▸ **TEXT EXTRACT**:

Sunday, June 19, 2016

Sermon; 5 Pentecost, Proper 7; Luke 8:26-39

About a week ago, someone asked me, “Do you prefer change or do you prefer the status quo?”  Being the good Episcopalian that I am, I answered, “Yes.”

Depending on your experience of me, some will say I prefer and work at change.  Others will say I prefer to maintain the status quo.  Examples of change include leaving the altar rail open at Communion, instituting the 6 a.m. Easter Vigil, and the impending chancel reconfiguration.  Examples of maintaining the status quo include . . . well . . . sometimes you can't recognize that because it's hard to see what you are doing when you've always done it that way.  Observing the status quo sometimes feels like being a fish in water – you don't notice the water until it's gone.

I bring this up because today's gospel is all about change and protecting the status quo.

Jesus and his disciples cross over to the country of the Gerasenes.  Immediately after getting out of the boat Jesus is met by a demoniac.  He is naked.  He lives in the tombs.  He was often kept chained and under guard.  And he knows who Jesus is.  Scripture doesn't tell us exactly how long the man had been possessed, we're only told that it was “a long time.”  Long enough, perhaps, for the city council to pass a resolution mandating all demoniacs live in the tombs, away from the quiet, orderly suburban housing tracts; or maybe away from the downtown corridor that they are trying to revitalize.  Long enough, perhaps, for the people to see this as normal behavior.  Long enough, perhaps, for the situation to become part of the status quo.

Part of that status quo was to keep him separated and apart from the “normal” people.  Part of that status quo was to keep him chained to behavioral expectations placed upon him by the dominant society.  Part of that status quo forced him to live in the tombs, unable to come out into the general society because of who he was.  And then Jesus stepped out of the boat.

After his brief encounter with the demoniac, Jesus healed him by sending the demons into a herd of swine that then committed mass suicide.  The swine-herders ran off and told everyone in the area what happened.  All those people then ran back to Jesus where they found the man clothed, in his right mind, sitting with Jesus.  And then the people ask Jesus to leave town.

▸ **WHAT TO DO**: Please continue the sermon on Luke 8:26-39, picking up right after its final sentence.

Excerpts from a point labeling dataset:
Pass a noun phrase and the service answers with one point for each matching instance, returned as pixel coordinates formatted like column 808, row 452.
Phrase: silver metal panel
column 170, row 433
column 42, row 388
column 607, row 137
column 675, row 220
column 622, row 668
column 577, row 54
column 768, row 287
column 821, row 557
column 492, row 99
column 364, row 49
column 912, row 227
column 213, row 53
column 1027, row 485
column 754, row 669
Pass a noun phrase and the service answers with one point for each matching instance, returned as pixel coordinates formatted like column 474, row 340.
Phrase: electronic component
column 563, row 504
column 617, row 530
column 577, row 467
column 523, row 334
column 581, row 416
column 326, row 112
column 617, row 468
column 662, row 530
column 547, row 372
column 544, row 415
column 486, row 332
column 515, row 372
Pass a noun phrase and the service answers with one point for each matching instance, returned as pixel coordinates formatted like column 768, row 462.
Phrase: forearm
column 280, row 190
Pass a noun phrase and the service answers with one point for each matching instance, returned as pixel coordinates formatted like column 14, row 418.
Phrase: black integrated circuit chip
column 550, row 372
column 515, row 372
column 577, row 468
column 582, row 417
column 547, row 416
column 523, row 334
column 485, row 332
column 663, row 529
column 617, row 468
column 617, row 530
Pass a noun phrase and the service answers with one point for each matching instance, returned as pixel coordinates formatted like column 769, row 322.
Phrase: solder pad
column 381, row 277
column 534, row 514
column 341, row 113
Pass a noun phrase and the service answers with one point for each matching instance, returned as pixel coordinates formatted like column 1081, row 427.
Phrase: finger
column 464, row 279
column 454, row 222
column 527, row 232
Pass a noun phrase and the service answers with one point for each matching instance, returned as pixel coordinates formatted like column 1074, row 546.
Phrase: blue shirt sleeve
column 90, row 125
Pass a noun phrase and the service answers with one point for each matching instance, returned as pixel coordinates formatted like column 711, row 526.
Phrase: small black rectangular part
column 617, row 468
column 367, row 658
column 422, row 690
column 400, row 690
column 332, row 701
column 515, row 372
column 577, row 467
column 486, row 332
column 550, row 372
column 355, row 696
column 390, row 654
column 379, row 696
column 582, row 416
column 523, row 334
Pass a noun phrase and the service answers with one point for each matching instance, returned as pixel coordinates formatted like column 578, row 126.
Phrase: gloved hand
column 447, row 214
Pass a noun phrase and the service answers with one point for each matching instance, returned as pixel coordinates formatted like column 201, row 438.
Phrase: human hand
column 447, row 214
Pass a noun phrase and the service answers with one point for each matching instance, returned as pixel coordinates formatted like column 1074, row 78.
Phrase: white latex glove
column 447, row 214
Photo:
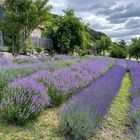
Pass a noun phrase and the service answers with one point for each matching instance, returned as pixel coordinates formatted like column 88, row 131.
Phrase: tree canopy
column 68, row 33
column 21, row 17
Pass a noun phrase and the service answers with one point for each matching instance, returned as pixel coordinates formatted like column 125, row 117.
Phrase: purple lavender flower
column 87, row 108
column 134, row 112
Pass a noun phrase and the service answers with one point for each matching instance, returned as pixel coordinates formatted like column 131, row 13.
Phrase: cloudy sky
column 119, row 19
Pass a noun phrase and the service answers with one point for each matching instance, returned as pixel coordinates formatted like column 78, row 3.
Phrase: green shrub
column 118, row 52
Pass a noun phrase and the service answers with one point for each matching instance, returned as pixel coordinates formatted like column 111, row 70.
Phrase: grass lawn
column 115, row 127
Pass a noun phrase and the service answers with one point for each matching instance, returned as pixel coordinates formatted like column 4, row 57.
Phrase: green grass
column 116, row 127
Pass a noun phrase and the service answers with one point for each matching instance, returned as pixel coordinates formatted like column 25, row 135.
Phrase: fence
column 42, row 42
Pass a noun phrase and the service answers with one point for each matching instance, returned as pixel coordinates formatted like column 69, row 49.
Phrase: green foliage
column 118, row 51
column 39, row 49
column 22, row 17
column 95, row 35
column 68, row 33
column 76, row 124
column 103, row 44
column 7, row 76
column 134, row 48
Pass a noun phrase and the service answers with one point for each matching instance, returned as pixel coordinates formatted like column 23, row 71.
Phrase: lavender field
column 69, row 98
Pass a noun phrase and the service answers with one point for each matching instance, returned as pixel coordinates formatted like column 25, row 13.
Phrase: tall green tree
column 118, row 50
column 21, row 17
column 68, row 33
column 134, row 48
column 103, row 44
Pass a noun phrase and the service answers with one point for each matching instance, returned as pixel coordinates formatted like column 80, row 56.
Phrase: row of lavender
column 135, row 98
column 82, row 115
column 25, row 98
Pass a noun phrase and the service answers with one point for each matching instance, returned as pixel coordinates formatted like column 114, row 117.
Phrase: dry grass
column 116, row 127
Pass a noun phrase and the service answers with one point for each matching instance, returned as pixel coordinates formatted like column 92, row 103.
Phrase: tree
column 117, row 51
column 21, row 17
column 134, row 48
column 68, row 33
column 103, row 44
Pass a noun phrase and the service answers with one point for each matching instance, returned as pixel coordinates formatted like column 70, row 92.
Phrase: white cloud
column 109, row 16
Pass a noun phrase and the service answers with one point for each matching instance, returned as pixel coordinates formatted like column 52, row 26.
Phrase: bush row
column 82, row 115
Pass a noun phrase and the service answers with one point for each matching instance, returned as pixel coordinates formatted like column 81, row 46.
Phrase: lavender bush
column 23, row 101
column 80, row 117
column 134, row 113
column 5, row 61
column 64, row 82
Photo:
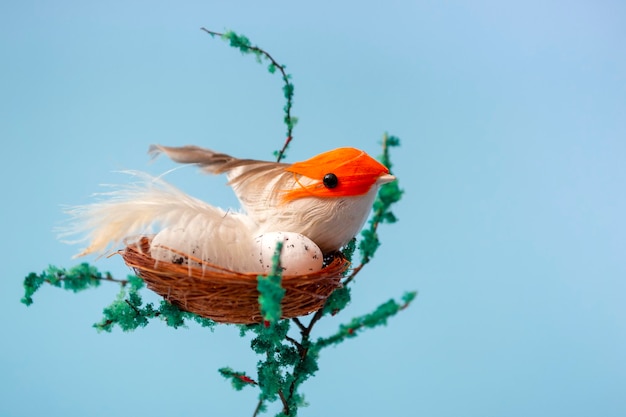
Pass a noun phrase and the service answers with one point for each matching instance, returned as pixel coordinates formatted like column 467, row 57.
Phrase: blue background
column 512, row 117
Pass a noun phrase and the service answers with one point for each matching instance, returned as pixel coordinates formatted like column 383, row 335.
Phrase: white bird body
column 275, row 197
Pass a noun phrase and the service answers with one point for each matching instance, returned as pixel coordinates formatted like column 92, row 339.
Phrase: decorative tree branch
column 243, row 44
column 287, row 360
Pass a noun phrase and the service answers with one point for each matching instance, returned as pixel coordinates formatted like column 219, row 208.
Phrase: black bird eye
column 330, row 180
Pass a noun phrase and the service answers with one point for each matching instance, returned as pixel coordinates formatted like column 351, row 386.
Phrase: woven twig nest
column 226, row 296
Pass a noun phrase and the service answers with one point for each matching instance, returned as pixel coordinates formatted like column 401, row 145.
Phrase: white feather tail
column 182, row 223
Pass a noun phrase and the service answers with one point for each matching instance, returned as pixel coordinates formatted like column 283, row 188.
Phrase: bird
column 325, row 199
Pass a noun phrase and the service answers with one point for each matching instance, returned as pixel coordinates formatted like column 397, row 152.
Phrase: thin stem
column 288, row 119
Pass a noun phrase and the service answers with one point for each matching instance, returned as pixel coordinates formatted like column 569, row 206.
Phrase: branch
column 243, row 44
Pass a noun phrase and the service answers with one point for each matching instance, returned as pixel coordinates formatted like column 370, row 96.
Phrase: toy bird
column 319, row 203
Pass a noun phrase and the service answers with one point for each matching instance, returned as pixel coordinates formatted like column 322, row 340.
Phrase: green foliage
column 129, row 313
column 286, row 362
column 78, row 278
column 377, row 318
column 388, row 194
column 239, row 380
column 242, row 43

▸ **TASK OUTPUT**:
They ask him to leave not because he healed someone who was a danger to himself and others; they ask him to leave because he upset the status quo.  They ask him to leave because Jesus brought change, and the people couldn't handle that.

Two things about change, and the first has to do with church.  I was talking with a woman last week about change in the church and we both found it ironic that when people say they want change, they really don't mean it.  “We need more people” is often followed by, “as long as I don't have to change pews.”  Or a comment about doing something different to attract people is often followed by, “as long as we don't change the music.”

If you want to grow there will be change, because all growth entails change.  Just think about the constant changes our bodies go through from birth to adulthood.  If it's alive, it changes.

The second form of change and upsetting the status quo has to do with the kingdom of God.  I could be wrong, but I think most people have an image or vision of the kingdom of God as supplanting the kingdoms of the world.  They see it as competing with and being ultimately victorious over the powers and principalities of the world.  But there's another way to think about the kingdom of God.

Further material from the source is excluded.